#### [PROVIDED RECORDS]
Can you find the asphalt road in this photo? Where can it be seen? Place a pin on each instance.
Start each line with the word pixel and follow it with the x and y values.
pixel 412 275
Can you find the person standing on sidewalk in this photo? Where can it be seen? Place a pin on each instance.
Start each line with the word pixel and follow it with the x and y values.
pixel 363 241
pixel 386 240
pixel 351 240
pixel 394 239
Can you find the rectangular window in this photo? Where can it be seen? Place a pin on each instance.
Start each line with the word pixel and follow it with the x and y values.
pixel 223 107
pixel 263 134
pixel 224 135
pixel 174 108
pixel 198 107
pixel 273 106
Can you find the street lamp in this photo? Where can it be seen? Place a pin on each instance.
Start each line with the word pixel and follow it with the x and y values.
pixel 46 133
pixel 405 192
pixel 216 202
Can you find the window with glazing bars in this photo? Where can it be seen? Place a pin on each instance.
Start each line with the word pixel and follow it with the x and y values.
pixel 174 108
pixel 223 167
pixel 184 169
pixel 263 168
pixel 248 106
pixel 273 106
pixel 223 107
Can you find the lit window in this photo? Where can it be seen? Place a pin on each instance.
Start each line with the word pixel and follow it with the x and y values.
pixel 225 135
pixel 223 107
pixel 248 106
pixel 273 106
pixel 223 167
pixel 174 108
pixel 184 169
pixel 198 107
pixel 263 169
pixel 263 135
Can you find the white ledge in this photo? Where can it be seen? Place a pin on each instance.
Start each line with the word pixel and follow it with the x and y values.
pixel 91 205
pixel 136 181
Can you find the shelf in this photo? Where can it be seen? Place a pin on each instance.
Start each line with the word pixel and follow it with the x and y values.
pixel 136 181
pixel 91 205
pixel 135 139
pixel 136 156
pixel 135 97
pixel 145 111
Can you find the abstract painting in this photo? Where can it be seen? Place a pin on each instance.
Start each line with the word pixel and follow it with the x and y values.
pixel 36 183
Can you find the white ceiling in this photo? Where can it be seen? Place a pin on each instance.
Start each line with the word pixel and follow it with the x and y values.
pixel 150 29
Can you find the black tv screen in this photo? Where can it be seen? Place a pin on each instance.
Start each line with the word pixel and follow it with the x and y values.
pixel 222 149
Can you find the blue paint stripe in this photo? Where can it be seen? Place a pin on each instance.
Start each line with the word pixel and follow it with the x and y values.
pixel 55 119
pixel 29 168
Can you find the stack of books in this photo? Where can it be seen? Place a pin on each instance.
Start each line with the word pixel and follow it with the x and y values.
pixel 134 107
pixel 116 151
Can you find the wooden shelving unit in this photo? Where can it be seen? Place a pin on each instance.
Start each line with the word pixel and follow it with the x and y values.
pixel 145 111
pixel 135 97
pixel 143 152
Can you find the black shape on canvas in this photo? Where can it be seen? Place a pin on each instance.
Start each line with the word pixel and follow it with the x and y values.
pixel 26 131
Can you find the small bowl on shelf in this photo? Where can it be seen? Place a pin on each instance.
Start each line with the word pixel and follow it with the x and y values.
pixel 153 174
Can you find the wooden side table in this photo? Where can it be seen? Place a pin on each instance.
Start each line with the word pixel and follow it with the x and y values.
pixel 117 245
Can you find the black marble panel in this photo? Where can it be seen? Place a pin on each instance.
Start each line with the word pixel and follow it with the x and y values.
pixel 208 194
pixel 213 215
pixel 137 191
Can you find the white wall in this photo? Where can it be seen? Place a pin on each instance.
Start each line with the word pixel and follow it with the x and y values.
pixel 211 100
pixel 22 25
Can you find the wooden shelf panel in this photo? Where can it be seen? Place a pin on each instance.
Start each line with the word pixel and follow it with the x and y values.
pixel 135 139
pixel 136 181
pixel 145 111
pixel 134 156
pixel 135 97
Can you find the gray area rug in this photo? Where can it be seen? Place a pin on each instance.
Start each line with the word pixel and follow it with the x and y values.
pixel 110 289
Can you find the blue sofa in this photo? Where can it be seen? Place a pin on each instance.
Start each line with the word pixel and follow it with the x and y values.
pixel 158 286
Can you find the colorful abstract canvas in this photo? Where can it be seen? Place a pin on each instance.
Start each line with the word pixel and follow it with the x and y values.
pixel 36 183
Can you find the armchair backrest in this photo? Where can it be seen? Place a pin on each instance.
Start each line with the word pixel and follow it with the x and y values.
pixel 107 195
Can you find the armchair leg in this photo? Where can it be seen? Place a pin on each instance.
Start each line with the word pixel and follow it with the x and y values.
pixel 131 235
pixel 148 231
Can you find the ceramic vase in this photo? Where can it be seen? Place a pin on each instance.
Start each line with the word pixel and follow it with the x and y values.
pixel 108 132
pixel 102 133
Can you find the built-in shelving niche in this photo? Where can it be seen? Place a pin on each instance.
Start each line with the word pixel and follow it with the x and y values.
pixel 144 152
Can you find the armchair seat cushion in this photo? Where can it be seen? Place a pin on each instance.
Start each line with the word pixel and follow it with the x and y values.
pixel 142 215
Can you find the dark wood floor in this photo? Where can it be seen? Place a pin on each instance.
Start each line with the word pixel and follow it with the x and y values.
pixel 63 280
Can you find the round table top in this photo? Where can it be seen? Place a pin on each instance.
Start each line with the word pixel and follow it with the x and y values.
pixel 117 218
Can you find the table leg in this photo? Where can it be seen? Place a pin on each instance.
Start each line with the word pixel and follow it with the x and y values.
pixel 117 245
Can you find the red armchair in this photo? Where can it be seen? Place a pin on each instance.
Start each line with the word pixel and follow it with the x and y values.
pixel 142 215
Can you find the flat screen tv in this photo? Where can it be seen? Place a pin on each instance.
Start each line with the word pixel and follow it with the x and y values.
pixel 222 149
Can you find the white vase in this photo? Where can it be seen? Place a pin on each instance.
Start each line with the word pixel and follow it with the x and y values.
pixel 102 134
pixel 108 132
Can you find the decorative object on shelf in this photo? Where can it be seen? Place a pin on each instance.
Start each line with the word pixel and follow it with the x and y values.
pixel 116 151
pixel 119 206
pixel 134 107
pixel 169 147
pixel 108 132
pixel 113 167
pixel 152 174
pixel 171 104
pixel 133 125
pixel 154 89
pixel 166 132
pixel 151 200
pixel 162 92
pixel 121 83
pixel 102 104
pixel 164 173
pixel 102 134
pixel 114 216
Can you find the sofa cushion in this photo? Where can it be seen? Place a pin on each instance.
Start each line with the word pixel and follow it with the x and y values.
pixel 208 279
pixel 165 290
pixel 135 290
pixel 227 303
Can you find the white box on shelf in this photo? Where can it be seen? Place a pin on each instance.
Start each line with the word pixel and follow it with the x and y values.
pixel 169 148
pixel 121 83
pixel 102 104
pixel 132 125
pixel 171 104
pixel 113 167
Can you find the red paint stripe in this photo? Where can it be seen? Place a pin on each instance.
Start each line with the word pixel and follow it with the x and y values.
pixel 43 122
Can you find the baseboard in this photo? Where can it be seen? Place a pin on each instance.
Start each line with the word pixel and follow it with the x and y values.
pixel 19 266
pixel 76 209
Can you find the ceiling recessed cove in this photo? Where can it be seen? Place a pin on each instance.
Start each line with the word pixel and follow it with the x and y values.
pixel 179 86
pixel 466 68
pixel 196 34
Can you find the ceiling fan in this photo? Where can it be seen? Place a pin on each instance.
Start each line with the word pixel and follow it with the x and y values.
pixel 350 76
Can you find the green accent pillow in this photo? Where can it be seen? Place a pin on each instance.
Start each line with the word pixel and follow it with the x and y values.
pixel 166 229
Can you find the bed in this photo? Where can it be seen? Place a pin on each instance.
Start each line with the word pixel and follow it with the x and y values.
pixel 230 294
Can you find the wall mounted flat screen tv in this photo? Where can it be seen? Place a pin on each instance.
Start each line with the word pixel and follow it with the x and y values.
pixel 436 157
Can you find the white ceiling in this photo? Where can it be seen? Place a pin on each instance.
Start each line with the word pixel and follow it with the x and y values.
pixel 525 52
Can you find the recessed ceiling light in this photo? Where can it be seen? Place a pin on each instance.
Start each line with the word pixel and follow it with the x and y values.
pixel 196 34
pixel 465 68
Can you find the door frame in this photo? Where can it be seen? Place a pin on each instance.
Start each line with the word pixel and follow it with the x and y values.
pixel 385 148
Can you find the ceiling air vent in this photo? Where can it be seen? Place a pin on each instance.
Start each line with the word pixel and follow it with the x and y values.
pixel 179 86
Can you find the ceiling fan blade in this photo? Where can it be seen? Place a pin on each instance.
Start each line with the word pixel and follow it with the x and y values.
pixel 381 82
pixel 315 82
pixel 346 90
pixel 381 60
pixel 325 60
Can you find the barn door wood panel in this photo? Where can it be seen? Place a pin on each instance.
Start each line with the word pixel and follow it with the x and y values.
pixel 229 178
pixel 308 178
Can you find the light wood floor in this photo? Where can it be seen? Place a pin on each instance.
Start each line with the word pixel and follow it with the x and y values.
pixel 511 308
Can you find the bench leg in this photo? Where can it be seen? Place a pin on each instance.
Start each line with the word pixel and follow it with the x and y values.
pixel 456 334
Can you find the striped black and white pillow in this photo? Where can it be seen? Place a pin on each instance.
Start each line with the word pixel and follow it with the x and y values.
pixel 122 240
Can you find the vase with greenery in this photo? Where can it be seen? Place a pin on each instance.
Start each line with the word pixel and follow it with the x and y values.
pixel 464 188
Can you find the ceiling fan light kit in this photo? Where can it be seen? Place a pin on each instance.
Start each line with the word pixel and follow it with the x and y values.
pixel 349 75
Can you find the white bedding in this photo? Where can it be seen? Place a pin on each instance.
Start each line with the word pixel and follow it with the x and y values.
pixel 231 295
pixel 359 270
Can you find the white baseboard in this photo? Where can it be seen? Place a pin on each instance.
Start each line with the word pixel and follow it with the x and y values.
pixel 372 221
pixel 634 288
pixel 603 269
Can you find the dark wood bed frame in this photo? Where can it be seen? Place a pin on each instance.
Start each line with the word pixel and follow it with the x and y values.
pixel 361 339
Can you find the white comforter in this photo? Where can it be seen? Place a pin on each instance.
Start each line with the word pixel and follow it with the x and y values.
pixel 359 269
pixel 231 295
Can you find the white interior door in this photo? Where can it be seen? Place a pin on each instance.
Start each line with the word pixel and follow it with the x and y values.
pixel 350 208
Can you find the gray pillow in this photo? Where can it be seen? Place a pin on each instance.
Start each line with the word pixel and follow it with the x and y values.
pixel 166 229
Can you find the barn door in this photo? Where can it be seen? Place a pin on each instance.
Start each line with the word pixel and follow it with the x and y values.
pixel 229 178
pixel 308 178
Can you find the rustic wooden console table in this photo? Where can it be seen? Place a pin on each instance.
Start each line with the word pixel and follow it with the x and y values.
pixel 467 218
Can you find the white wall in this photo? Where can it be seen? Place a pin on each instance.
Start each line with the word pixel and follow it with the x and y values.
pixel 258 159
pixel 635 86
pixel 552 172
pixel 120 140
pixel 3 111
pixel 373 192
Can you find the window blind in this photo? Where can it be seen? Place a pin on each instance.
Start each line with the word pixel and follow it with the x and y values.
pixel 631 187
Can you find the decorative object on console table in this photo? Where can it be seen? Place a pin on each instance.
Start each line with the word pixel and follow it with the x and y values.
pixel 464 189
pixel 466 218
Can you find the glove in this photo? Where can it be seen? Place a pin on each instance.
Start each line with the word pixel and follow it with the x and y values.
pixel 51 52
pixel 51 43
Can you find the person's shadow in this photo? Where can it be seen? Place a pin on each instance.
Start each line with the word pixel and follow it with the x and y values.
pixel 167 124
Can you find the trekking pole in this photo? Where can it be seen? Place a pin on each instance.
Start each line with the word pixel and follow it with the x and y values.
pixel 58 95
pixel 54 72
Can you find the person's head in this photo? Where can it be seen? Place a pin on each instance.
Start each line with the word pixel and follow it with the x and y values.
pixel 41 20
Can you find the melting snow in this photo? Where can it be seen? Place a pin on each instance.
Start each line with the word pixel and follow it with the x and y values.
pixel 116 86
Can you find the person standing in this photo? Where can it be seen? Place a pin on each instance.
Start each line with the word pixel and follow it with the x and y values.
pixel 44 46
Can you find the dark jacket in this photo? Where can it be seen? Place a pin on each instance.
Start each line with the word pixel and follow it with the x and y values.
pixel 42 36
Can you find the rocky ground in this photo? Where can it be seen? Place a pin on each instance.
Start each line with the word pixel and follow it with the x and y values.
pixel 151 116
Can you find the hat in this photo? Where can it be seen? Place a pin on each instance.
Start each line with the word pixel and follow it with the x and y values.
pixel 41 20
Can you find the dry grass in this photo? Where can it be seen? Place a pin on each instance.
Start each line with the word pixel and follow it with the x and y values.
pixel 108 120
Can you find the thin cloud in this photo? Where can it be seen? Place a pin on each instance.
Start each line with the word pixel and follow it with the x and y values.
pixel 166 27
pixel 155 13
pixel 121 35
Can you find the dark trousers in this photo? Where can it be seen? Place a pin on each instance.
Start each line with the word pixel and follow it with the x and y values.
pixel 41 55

#### [WRITTEN TASK]
Rewrite the records from the line containing "Can you find the stack" through the line containing "pixel 26 131" as a JSON list of strings, one string per line, leaving out any blank lines.

#### [PROBLEM SOLUTION]
[
  "Can you find the stack of books in this photo? Where can it be seen? Place a pin on each instance.",
  "Start each line with the word pixel and follow it with the x and y values.",
  "pixel 134 107",
  "pixel 116 151",
  "Can you find the wooden shelving unit in this photo? Where can it be seen? Place a pin on each instance.",
  "Start each line with the word pixel and follow it with the x and y values.",
  "pixel 145 111",
  "pixel 135 97",
  "pixel 143 152",
  "Can you find the black shape on canvas in this photo? Where can it be seen? Place a pin on each instance.",
  "Start each line with the word pixel and follow it with the x and y values.",
  "pixel 26 131"
]